* WHAT THIS TASK INVOLVES *
Below are records; reply with nothing but the number of lines in them that contain "sign".

* Stored data entries *

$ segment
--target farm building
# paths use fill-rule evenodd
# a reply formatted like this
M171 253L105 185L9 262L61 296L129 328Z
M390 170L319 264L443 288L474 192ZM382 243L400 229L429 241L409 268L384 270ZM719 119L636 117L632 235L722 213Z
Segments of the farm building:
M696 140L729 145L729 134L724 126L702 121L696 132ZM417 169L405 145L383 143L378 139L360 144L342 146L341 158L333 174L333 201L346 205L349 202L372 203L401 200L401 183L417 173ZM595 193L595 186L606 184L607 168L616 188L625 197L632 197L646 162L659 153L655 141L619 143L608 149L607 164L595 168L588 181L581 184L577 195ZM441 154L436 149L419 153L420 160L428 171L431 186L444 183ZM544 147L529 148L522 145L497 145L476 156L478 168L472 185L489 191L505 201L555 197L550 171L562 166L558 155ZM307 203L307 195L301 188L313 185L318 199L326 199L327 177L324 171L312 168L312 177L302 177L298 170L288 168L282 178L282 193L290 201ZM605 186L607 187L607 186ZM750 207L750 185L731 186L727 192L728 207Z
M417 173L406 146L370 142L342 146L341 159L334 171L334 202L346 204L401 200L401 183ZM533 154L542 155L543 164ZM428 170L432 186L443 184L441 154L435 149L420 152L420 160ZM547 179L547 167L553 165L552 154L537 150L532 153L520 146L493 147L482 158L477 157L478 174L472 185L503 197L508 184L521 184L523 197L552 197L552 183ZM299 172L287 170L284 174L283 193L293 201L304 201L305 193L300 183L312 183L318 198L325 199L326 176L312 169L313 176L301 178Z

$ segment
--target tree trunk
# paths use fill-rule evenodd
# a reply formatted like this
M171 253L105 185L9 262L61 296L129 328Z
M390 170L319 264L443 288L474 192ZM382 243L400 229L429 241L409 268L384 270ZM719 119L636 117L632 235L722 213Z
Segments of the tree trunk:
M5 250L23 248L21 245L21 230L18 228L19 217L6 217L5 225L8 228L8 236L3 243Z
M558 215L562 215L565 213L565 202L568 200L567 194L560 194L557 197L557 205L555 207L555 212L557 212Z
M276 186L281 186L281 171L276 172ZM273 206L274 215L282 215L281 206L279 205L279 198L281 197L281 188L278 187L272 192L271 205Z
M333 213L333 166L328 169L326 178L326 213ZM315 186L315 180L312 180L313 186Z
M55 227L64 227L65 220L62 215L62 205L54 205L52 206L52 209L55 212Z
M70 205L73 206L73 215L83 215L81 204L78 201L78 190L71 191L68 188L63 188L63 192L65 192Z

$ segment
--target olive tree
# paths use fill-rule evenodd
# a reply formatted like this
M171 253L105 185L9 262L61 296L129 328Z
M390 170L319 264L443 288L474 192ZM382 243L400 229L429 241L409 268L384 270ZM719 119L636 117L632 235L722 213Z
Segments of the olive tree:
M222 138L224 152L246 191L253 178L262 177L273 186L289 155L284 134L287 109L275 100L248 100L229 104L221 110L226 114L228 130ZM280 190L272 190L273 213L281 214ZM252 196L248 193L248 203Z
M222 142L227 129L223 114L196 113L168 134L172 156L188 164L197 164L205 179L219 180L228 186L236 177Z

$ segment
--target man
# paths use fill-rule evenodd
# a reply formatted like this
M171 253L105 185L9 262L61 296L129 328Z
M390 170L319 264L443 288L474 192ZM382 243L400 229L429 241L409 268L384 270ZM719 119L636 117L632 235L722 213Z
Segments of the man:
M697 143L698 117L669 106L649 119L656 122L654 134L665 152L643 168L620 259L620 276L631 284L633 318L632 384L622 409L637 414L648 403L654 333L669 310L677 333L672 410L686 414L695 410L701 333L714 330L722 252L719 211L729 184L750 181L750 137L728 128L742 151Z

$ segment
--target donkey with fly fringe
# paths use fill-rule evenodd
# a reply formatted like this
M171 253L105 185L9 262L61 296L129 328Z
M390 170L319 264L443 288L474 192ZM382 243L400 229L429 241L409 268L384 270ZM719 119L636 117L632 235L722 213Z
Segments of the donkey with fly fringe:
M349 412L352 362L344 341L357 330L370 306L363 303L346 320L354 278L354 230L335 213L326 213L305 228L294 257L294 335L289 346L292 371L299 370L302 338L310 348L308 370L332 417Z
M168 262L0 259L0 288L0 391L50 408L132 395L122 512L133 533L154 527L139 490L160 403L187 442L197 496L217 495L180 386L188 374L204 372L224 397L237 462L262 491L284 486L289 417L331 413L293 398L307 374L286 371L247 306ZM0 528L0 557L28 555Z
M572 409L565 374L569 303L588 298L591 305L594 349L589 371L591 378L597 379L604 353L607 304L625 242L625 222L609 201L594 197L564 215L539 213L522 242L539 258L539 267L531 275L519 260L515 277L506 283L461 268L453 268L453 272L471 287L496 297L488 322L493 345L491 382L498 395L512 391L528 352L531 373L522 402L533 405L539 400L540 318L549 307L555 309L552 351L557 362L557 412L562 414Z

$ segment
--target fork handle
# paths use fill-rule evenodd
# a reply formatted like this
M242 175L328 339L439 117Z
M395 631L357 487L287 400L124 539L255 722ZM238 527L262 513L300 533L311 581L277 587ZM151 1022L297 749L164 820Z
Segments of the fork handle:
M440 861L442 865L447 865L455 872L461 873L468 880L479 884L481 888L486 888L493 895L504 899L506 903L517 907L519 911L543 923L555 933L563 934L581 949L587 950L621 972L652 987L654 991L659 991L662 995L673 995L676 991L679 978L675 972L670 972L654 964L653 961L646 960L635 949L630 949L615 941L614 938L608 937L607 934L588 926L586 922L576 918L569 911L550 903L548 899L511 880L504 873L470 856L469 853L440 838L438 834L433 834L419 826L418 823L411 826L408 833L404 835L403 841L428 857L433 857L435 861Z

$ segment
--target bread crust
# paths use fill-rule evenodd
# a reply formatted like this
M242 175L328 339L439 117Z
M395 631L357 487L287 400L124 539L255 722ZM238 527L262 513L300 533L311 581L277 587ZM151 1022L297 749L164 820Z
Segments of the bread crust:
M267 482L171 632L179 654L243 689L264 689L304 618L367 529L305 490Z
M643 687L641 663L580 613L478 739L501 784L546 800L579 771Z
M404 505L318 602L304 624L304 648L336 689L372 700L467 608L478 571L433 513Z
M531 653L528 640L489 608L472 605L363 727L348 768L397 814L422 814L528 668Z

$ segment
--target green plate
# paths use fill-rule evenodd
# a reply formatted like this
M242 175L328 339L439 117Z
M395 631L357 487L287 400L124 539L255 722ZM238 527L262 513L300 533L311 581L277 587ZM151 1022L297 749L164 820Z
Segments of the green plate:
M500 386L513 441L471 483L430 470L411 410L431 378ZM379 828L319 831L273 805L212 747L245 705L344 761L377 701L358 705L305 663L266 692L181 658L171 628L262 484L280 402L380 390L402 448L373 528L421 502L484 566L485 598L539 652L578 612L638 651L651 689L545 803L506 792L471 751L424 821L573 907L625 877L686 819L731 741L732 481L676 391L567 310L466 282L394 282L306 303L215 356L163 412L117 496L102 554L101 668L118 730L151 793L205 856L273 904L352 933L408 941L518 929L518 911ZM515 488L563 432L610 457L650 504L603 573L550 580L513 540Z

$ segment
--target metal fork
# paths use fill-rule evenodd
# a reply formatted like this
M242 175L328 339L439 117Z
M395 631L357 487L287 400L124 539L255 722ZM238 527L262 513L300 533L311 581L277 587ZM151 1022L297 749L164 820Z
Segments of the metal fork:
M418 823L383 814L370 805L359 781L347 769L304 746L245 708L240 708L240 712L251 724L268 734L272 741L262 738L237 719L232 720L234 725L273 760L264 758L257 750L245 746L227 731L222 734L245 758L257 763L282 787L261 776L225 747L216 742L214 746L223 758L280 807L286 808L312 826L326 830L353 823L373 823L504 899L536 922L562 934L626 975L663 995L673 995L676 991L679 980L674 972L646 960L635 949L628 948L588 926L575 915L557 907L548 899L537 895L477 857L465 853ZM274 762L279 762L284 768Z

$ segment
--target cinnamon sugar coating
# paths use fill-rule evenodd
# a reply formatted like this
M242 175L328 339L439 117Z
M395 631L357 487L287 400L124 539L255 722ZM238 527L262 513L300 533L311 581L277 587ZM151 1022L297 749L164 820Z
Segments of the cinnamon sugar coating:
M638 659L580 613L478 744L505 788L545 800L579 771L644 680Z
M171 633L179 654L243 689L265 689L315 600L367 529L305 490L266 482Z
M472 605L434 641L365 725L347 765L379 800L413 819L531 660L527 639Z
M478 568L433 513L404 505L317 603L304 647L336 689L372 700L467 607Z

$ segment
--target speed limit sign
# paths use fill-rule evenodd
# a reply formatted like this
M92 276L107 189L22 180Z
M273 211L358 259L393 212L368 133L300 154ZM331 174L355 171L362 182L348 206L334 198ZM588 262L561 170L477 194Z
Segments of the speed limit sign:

* RESPONSE BOX *
2